Suitland is named after 19th century landowner and businessman Senator Samuel Taylor Suit, whose estate, “Suitland,” was located near the present-day intersection of Suitland and Silver Hill Roads. European settlers first visited Saint Clement’s Island on the Potomac River and then established their first Maryland colony downriver at Saint Mary’s City in 1634, and by the 1660s through the 1680s, settlers had moved into what is now known as Prince George’s County. In 1867, Samuel Taylor Suit moved to Maryland and purchased more than 800 acres (320 ha) near Washington, D.C. In the 1870s and 1880s, such prominent guests as U.S. Presidents Ulysses S. Grant and Rutherford B. Hayes visited the Suitland estate. It was the 1871 site of negotiations preliminary to the international tribunal in Geneva that arbitrated the Alabama Claims. After Suit’s death in 1888, portions of the estate were sold (circa 1892 to 1903) to William A. Harrison, and the land was subsequently subdivided and sold over the years. Suit’s son, Arthur B. Suit, retained three acres of land near the corner of Suitland and Silver Hill Roads, where he maintained a general store, a bar, a bowling alley, and the community’s one-room jailhouse. Property owned by James West and Joseph Friday, located near the current intersection of Swann and Silver Hill Roads, was used as an airfield from 1938 to 1941. Named “Skyhaven” by a local student who won the naming contest sponsored by West and Friday, Skyhaven Airfield hosted a flying club that served 20 small planes, including Wacos, Great Lakes, and Pipers.

........

Written request 1
According to the history of Suitland, why does the community bear that name? Answer in one to three sentences.
Written request 2
Go on with the history of Suitland from the point where it ends, starting after the sentence about the Skyhaven Airfield flying club.

........

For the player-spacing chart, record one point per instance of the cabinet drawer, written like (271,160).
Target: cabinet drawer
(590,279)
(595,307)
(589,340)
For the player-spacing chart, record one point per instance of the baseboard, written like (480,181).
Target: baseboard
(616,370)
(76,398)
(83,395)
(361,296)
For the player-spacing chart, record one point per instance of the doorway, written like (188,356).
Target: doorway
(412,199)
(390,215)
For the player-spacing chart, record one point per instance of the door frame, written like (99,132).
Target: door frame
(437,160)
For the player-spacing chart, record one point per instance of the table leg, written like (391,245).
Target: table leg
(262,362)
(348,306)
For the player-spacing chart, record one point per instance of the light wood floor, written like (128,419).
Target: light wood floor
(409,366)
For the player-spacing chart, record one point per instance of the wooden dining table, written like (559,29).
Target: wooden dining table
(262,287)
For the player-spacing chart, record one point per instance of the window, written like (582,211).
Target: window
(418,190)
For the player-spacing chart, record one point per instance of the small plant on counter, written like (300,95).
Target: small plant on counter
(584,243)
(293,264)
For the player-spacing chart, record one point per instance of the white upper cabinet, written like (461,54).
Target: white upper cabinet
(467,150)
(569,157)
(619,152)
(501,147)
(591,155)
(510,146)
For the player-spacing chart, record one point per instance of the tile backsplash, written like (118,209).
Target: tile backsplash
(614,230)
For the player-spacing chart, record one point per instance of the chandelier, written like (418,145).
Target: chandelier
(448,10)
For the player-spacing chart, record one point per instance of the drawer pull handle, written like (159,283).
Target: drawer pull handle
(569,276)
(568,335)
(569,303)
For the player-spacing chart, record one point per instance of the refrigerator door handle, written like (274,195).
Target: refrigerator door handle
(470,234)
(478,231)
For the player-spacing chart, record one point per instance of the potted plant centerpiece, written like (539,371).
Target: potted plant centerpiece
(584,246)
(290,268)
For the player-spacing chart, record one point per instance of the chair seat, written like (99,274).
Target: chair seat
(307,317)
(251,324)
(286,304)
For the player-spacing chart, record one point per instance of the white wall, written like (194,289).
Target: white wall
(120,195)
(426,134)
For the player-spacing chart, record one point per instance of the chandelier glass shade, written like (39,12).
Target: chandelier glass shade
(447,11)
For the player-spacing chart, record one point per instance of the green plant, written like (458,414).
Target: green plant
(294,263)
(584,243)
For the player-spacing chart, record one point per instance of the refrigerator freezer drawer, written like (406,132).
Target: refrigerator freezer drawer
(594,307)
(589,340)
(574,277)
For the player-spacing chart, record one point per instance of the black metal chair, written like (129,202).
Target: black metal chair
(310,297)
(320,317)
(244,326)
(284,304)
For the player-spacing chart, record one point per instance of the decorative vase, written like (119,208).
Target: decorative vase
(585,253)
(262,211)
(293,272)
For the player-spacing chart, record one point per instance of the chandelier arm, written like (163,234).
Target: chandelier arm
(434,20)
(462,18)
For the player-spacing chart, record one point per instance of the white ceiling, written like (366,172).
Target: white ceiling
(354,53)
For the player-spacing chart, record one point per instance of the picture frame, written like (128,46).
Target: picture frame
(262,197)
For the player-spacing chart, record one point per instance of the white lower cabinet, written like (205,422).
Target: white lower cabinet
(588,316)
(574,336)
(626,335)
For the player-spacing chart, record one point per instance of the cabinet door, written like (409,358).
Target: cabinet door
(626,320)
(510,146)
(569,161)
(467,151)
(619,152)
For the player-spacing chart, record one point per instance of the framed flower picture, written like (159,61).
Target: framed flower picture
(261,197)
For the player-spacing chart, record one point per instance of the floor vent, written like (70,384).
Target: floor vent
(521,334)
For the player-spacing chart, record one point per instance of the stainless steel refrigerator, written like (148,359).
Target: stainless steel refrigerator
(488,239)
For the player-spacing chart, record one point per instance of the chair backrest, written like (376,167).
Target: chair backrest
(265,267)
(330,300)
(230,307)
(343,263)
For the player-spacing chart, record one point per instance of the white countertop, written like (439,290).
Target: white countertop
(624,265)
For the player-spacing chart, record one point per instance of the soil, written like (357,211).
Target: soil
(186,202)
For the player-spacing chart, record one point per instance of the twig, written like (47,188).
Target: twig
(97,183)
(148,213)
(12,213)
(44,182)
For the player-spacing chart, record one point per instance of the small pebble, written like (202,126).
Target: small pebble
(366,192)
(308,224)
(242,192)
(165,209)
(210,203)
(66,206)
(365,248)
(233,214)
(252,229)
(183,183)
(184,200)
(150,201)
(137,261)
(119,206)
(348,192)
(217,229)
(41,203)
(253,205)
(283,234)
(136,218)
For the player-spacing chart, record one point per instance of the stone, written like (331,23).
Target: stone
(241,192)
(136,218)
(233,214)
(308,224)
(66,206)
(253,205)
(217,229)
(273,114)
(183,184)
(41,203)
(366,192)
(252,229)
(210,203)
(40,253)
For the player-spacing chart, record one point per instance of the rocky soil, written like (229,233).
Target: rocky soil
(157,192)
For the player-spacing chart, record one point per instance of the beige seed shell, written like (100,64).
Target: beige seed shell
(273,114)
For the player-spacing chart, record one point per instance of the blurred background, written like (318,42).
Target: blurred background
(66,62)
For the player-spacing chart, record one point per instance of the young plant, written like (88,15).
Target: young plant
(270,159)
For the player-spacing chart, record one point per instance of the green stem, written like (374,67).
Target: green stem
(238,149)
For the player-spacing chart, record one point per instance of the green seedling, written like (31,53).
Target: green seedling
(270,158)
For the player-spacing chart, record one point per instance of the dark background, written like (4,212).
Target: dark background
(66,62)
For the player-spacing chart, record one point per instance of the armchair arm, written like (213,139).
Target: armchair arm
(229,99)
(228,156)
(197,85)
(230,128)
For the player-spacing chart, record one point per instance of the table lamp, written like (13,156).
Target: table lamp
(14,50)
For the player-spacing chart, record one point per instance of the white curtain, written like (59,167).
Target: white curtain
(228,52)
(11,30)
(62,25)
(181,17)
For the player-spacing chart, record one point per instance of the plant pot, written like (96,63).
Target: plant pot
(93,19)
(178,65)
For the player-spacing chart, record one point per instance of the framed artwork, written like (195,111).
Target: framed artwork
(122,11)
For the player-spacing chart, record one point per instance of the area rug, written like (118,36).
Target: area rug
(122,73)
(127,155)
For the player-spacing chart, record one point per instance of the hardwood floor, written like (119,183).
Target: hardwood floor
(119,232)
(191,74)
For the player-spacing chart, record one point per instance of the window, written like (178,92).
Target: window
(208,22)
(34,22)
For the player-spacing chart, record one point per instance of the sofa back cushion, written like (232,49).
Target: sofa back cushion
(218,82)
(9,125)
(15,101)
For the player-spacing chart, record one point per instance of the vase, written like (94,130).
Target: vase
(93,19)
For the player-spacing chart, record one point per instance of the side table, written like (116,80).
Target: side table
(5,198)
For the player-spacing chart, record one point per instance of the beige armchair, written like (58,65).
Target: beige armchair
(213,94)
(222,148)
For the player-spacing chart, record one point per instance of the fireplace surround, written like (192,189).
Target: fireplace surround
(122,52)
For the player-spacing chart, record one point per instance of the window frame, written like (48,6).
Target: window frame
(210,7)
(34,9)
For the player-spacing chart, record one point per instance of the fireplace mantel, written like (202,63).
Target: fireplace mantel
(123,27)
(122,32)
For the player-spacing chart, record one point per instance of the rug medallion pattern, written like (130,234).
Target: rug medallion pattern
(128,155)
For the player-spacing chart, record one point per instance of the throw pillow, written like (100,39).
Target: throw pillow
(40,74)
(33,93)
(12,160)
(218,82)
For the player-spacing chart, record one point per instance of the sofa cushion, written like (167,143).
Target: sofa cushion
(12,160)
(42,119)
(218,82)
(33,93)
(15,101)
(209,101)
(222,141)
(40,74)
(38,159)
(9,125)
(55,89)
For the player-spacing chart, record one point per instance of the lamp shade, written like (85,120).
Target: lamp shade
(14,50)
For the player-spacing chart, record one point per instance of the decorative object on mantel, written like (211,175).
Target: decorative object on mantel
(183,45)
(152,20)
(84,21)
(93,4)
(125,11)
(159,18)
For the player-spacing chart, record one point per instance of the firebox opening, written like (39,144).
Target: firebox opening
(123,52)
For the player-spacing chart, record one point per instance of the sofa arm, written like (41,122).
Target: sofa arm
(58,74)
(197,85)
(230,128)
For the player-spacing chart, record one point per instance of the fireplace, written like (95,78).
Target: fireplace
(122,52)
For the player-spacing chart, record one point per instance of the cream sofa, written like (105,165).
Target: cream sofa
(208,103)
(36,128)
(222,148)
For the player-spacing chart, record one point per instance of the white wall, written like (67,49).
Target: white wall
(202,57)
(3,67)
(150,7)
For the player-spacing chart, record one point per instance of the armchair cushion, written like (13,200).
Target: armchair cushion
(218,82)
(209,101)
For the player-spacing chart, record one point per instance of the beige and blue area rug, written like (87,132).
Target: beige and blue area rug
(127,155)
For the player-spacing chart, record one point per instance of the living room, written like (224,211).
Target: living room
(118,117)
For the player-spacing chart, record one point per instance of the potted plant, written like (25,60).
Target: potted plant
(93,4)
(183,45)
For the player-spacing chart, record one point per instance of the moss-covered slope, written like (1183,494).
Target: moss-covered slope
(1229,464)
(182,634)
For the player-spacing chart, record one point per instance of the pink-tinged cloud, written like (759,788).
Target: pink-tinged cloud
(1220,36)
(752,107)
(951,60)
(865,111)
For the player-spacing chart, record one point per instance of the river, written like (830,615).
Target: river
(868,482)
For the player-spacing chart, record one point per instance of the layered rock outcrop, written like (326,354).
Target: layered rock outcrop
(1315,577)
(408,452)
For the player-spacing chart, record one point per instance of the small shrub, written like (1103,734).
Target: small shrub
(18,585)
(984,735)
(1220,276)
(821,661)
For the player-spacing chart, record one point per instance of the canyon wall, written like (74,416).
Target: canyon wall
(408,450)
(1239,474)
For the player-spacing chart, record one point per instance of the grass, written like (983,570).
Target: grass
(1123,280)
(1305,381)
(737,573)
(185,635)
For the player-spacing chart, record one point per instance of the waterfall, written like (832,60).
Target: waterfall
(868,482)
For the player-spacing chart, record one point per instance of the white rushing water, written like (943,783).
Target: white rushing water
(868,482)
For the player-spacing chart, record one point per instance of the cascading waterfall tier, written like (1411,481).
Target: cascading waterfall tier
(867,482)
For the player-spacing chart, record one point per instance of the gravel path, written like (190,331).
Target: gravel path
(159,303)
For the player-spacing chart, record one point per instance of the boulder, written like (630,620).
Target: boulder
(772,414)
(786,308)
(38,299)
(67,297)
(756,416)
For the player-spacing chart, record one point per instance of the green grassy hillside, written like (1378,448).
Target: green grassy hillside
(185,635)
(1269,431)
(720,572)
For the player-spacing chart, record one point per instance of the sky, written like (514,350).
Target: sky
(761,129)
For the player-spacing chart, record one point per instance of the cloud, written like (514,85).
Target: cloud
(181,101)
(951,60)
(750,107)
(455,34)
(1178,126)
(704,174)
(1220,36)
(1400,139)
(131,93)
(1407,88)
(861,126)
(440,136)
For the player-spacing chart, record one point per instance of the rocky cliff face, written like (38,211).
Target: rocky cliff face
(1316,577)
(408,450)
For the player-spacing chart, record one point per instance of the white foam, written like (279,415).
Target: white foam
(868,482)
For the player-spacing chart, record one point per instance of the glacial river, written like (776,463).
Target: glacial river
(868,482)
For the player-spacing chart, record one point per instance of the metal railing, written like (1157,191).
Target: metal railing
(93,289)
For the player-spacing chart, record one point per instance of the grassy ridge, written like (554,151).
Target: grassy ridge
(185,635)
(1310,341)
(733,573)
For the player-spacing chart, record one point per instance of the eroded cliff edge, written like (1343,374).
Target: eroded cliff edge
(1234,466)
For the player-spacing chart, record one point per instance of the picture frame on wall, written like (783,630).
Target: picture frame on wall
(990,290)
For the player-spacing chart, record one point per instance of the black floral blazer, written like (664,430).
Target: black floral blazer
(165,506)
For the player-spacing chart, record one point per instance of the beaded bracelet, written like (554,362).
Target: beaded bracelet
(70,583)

........

Task result 1
Suitland takes its name from Senator Samuel Taylor Suit, a 19th-century landowner and businessman. His estate, also called "Suitland," stood near the present-day intersection of Suitland and Silver Hill Roads.

Task result 2
Suitland remained a rural farming community until the onset of World War II. To meet the need for additional office space to support the war effort, in September 1941, the Public Buildings Administration awarded a $2,749,000 contract to McCloskey and Co. of Philadelphia to develop a new federal office building in Prince George’s County, Maryland. Later that year, 437 acres of farm and dairy land were purchased in Suitland to build the Suitland Federal Center. The 12 existing residences on this property included the former dairy and summer home of Albert Carry, the German-American founder of the National Capital Brewing Company and the Carry Ice Cream Co. The Suitland House, built by Lowell O. Minear, a pioneer designer of memorial parks, is the sole remaining residence on the Federal Center property. A colonial-revival style home, it now serves as office space for the U.S. Census Bureau and is included in the Prince George’s County Planning Department’s 2010 Approved Historic Sites and Districts Plan.
The Suitland station on the Washington Metro’s Green Line opened to the public January 13, 2001. In 2006, multi-million-dollar federal renovations of the U.S. Census Building and National Oceanic and Atmospheric headquarters were completed. On October 1, 2009, Andrews Air Force Base, along with Naval Air Facility Washington, became a joint base known as Joint Base Andrews Naval Air Facility Washington, or Joint Base Andrews. Renovations were completed at the Spauldings Branch Library in 2012, which while located in District Heights, MD also serves Suitland and surrounding communities.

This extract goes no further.